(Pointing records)
START

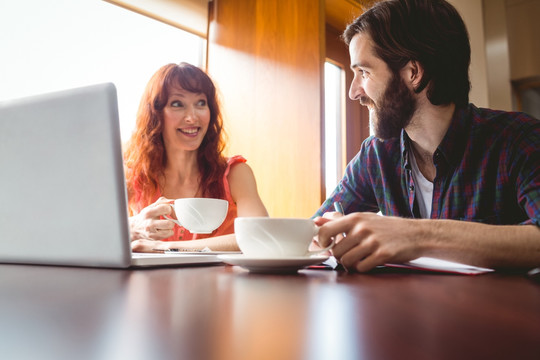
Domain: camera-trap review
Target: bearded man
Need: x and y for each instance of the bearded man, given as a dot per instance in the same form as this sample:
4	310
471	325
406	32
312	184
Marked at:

END
START

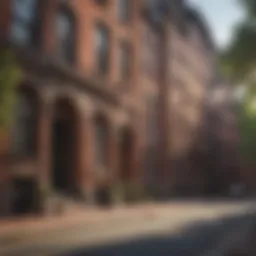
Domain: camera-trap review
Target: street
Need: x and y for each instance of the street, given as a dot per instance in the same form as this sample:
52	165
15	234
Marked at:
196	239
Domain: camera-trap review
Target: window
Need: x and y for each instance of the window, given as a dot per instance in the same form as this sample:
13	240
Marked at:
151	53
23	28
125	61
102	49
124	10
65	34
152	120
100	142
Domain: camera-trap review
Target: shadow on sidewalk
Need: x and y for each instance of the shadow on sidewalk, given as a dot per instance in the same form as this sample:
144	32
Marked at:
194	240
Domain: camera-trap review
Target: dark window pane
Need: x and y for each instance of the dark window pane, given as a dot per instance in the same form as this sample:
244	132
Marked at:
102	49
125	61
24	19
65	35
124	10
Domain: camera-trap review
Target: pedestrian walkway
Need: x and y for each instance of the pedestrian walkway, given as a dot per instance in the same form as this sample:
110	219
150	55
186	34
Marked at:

END
START

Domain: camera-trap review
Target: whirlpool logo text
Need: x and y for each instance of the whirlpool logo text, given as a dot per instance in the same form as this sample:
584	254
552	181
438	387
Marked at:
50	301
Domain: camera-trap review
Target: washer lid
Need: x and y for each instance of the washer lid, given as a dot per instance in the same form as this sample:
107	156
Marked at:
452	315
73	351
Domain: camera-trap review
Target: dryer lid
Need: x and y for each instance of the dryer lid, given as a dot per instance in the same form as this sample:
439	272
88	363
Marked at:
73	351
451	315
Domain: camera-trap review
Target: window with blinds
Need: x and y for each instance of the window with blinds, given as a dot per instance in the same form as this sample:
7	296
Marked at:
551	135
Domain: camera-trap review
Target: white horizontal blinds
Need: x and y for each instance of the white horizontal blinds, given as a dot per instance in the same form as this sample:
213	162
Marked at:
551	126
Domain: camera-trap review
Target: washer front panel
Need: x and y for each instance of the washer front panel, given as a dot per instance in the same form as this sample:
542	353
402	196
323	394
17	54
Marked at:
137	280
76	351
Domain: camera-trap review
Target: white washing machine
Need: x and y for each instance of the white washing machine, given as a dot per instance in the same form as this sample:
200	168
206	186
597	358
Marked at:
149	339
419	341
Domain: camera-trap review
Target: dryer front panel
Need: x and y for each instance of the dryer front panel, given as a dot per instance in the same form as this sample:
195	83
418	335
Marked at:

END

_REQUIRED TASK:_ Show each line of the items above that contains the word "sidewalk", where upper- and lowercase must match.

_TASK ANSWER:_
Target: shadow on sidewalk
Need: x and y for each instance of the shadow on sidewalk, given as a dot per instance in the same form as this sample:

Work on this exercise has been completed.